> What the exercise asks
What the answer must contain is every line of the records, exactly, with no pictures.

+++ Records supplied +++

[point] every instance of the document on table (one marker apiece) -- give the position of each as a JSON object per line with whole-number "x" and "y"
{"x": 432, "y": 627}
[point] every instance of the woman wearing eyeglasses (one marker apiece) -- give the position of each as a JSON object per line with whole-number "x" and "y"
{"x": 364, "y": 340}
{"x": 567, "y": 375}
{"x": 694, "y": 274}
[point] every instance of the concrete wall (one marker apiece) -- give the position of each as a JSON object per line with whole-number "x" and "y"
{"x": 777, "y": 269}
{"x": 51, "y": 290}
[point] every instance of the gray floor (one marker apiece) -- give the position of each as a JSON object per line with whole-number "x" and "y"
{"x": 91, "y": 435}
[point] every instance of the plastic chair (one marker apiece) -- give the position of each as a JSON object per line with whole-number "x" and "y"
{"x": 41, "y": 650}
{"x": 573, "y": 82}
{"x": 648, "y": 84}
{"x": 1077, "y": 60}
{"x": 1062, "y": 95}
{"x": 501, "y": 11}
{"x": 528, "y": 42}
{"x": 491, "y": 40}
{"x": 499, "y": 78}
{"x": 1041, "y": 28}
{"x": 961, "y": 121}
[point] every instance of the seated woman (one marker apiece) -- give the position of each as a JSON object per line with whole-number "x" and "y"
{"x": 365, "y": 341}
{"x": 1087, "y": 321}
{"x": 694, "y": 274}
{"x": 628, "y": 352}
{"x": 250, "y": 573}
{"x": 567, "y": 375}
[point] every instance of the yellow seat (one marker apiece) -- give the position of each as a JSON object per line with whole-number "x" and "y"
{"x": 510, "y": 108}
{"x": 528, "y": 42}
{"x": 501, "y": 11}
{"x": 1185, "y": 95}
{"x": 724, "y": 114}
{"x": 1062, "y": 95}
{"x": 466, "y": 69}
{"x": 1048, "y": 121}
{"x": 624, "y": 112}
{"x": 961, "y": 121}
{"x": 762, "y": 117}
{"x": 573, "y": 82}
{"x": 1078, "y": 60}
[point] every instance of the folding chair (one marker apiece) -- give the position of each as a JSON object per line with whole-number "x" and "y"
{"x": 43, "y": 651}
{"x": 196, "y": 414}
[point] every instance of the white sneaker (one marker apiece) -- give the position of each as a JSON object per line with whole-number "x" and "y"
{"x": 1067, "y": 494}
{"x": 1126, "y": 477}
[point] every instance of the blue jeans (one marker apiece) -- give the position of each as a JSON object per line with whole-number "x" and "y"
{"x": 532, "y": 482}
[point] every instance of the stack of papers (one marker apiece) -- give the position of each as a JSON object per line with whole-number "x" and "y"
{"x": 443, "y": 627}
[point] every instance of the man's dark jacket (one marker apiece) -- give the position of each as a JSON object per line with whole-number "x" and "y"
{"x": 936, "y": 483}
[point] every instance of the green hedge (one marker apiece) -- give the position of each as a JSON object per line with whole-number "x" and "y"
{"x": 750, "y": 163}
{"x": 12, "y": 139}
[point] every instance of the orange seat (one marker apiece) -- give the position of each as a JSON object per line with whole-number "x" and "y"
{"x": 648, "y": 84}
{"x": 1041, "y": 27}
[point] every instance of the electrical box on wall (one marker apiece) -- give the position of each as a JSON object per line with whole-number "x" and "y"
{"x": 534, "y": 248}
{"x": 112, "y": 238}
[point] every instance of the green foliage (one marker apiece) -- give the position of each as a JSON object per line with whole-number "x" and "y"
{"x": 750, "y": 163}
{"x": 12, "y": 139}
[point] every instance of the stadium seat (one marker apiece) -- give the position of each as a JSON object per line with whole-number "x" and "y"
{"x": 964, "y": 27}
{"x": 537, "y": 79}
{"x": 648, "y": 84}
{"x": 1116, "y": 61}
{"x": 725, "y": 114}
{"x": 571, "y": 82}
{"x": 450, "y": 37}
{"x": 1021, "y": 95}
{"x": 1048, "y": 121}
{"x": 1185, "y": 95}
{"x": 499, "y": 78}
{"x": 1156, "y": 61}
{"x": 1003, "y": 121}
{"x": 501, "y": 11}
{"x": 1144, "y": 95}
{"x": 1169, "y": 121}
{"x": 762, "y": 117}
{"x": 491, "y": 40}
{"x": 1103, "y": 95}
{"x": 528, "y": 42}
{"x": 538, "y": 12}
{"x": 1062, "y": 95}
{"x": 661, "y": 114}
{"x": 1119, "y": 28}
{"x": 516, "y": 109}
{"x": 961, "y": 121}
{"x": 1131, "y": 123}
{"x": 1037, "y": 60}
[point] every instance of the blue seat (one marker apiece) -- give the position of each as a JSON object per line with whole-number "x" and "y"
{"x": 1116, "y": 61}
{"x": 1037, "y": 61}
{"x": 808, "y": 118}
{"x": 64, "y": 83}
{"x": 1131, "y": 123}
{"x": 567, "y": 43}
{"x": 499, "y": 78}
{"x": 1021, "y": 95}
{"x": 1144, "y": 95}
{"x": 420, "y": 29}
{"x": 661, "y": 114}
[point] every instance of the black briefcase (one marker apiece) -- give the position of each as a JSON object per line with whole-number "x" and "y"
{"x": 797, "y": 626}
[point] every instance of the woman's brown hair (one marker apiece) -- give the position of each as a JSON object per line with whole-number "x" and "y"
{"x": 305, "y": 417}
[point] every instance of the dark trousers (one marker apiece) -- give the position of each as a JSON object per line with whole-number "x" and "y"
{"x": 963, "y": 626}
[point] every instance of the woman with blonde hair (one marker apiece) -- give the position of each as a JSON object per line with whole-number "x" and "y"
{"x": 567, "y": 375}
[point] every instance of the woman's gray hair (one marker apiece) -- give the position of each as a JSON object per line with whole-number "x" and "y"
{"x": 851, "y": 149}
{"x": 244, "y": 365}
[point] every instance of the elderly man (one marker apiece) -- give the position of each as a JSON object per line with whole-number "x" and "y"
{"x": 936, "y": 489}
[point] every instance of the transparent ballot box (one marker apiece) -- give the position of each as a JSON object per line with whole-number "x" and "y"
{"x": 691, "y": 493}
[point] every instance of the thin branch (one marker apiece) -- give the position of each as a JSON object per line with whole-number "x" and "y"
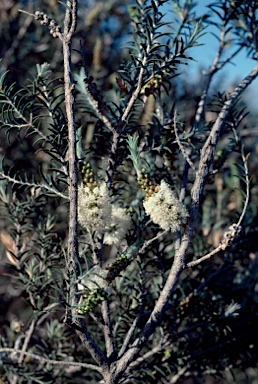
{"x": 22, "y": 32}
{"x": 216, "y": 66}
{"x": 73, "y": 251}
{"x": 33, "y": 185}
{"x": 108, "y": 329}
{"x": 187, "y": 158}
{"x": 136, "y": 93}
{"x": 203, "y": 258}
{"x": 49, "y": 361}
{"x": 129, "y": 335}
{"x": 207, "y": 156}
{"x": 25, "y": 346}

+++

> Result of this task
[point] every instance of the document on table (one marker apiece) -- give the position of each as a JSON object per line with whole-number "x" and "y"
{"x": 432, "y": 627}
[point] every instance of the woman wearing eyeglasses (one marker apiece) -- give the position of each as a JSON object per line with whole-number "x" and "y"
{"x": 364, "y": 340}
{"x": 567, "y": 375}
{"x": 694, "y": 274}
[point] every instance of the concrete wall (one marker apiece) -- give the position of each as a JSON object per line with whole-number "x" and "y"
{"x": 777, "y": 269}
{"x": 51, "y": 290}
[point] every instance of the gray floor (one marker apiece) -- give the position of each as a JSON object per line with whole-number "x" and "y"
{"x": 91, "y": 435}
[point] every instance of the plastic chair (one marker apiece) -- give the position of each as a JSON object per line with whole-number "x" and "y"
{"x": 41, "y": 650}
{"x": 573, "y": 82}
{"x": 648, "y": 84}
{"x": 1077, "y": 60}
{"x": 1062, "y": 95}
{"x": 501, "y": 11}
{"x": 528, "y": 42}
{"x": 491, "y": 40}
{"x": 499, "y": 78}
{"x": 1041, "y": 28}
{"x": 961, "y": 121}
[point] every instance of the seated woman (one marker apiece) -- give the position of each as a JSON object per line with whole-number "x" and "y"
{"x": 365, "y": 341}
{"x": 1087, "y": 321}
{"x": 694, "y": 274}
{"x": 628, "y": 352}
{"x": 250, "y": 573}
{"x": 567, "y": 375}
[point] every instance of the yellow seat (one marker apiece) -- give the position of each as a JSON object per line with whole-number "x" and "y"
{"x": 510, "y": 108}
{"x": 528, "y": 42}
{"x": 501, "y": 11}
{"x": 1185, "y": 95}
{"x": 724, "y": 114}
{"x": 1062, "y": 95}
{"x": 466, "y": 69}
{"x": 1048, "y": 121}
{"x": 624, "y": 112}
{"x": 961, "y": 121}
{"x": 762, "y": 117}
{"x": 573, "y": 82}
{"x": 1078, "y": 60}
[point] every instance of the folding chair (one marker apiece) -- give the position of each as a JSON object per line with whole-number "x" and "y"
{"x": 43, "y": 651}
{"x": 196, "y": 414}
[point] every instance of the white sneaker (one marker apiece) -- give the position of each as a JSON object per line with whole-number "x" and "y"
{"x": 1067, "y": 494}
{"x": 1126, "y": 477}
[point] every instance of the blue jeans (one marker apiece) -- give the position of each as a JSON object per line with whole-number "x" and "y"
{"x": 532, "y": 482}
[point] every instance of the stack of papers (one marker apiece) -- give the position of each as a JSON object per line with whole-number "x" and "y"
{"x": 443, "y": 627}
[point] every instance of the man's dark jacket (one marker apiece) -- give the position of each as a JSON object per line with whole-number "x" and "y"
{"x": 936, "y": 483}
[point] every instance of the green hedge (one marker apiece) -- give the position of each as a JSON object per line with whole-number "x" and "y"
{"x": 750, "y": 163}
{"x": 12, "y": 139}
[point] every instance of the orange seat (one marker apiece) -- give the position of each as a JSON object per line with whole-number "x" and "y"
{"x": 648, "y": 84}
{"x": 1041, "y": 27}
[point] every instance of the electrical box on wall (one marker apiece) -- give the position of each as a JSON object per line with whole-number "x" and "y"
{"x": 534, "y": 248}
{"x": 112, "y": 238}
[point] every instance of the green foliage (one marker apiece) -- give the position of each as a JSON object per line with whole-number "x" and "y"
{"x": 750, "y": 163}
{"x": 12, "y": 139}
[point] every instance of the stadium seat (one marker apiece) -- give the position of each as a JSON object per line with whole-number "x" and "y"
{"x": 964, "y": 27}
{"x": 537, "y": 79}
{"x": 648, "y": 84}
{"x": 1116, "y": 61}
{"x": 725, "y": 114}
{"x": 571, "y": 82}
{"x": 450, "y": 37}
{"x": 1021, "y": 95}
{"x": 1048, "y": 121}
{"x": 1185, "y": 95}
{"x": 499, "y": 78}
{"x": 1156, "y": 61}
{"x": 1003, "y": 121}
{"x": 501, "y": 11}
{"x": 1144, "y": 95}
{"x": 1169, "y": 121}
{"x": 762, "y": 117}
{"x": 491, "y": 40}
{"x": 1103, "y": 95}
{"x": 528, "y": 42}
{"x": 538, "y": 12}
{"x": 1062, "y": 95}
{"x": 661, "y": 114}
{"x": 1119, "y": 28}
{"x": 516, "y": 109}
{"x": 961, "y": 121}
{"x": 1131, "y": 123}
{"x": 1037, "y": 60}
[point] every instance of the blue seat (one marker apiece) -- give the position of each as a JSON object per line with whole-number "x" and "y"
{"x": 1116, "y": 61}
{"x": 1037, "y": 61}
{"x": 808, "y": 118}
{"x": 64, "y": 83}
{"x": 1131, "y": 123}
{"x": 567, "y": 43}
{"x": 499, "y": 78}
{"x": 1021, "y": 95}
{"x": 1144, "y": 95}
{"x": 420, "y": 29}
{"x": 661, "y": 114}
[point] every instance of the black briefcase (one marker apiece) -- give the position of each as a JSON object per line with whole-number "x" and "y"
{"x": 797, "y": 626}
[point] every instance of the woman's brown hair (one marker apiece) -- give the position of each as a JSON object per line with whole-number "x" and "y"
{"x": 305, "y": 417}
[point] every instance of the dark trousers (one marker apiece) -- give the position of each as a JSON object per line with whole-number "x" and "y"
{"x": 963, "y": 626}
[point] every instance of the woman with blonde hair (one marker apiece) -- give the position of each as a JSON object per line with whole-number "x" and "y"
{"x": 567, "y": 375}
[point] every instance of the woman's gray hair (one marker apiece) -- give the position of each as a JSON object per line with whole-number "x" and "y"
{"x": 851, "y": 149}
{"x": 244, "y": 365}
[point] every instance of the elderly man (one marker apiece) -- give the position of each as a JSON object per line with whole-number "x" and "y"
{"x": 936, "y": 489}
[point] every instance of the transparent ballot box (one marker apiece) -- give the position of each as a JSON object per line with whole-number "x" and "y"
{"x": 691, "y": 493}
[point] every instance of the thin branch (one marker apiece) -- give the position of each as a JSON object per line with whole-number "x" and "y"
{"x": 22, "y": 32}
{"x": 216, "y": 66}
{"x": 73, "y": 251}
{"x": 33, "y": 185}
{"x": 108, "y": 329}
{"x": 187, "y": 158}
{"x": 136, "y": 93}
{"x": 203, "y": 258}
{"x": 49, "y": 361}
{"x": 129, "y": 335}
{"x": 207, "y": 156}
{"x": 25, "y": 346}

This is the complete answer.